## begin
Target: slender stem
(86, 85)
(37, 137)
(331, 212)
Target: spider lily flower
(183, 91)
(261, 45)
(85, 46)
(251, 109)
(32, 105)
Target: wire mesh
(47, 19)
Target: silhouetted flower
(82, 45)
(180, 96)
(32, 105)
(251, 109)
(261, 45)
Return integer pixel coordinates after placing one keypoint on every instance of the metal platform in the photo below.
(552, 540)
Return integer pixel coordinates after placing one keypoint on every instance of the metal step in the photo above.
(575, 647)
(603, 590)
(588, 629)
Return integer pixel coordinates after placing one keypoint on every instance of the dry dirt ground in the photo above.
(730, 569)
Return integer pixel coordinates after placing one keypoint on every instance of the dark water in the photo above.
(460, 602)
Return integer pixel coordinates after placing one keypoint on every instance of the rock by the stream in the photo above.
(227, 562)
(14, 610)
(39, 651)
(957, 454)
## end
Set exercise
Please arrange the lines of the records as a JSON list of strings, one string per line with blank lines left out, starting at the line that contains "Target: wire mesh" and ending at the last line of the records.

Reply
[
  "Target: wire mesh",
  "(47, 19)",
  "Target: silhouetted flower",
  "(82, 45)",
  "(180, 96)",
  "(32, 105)",
  "(251, 109)",
  "(261, 45)",
  "Return integer pixel coordinates after placing one keypoint on every instance of the metal platform in the photo below.",
  "(552, 540)",
  "Return integer pixel coordinates after placing one keypoint on every instance of the metal step in the photo above.",
  "(575, 647)",
  "(603, 590)",
  "(588, 629)",
  "Return integer pixel coordinates after placing one keypoint on every instance of the dry dirt ground in the photo above.",
  "(730, 569)",
  "Return integer pixel coordinates after placing one keypoint on every instance of the dark water in the photo above.",
  "(460, 602)",
  "Return integer pixel coordinates after placing one keypoint on every instance of the rock by the stream in the photo above.",
  "(227, 562)",
  "(14, 610)",
  "(39, 651)",
  "(957, 454)"
]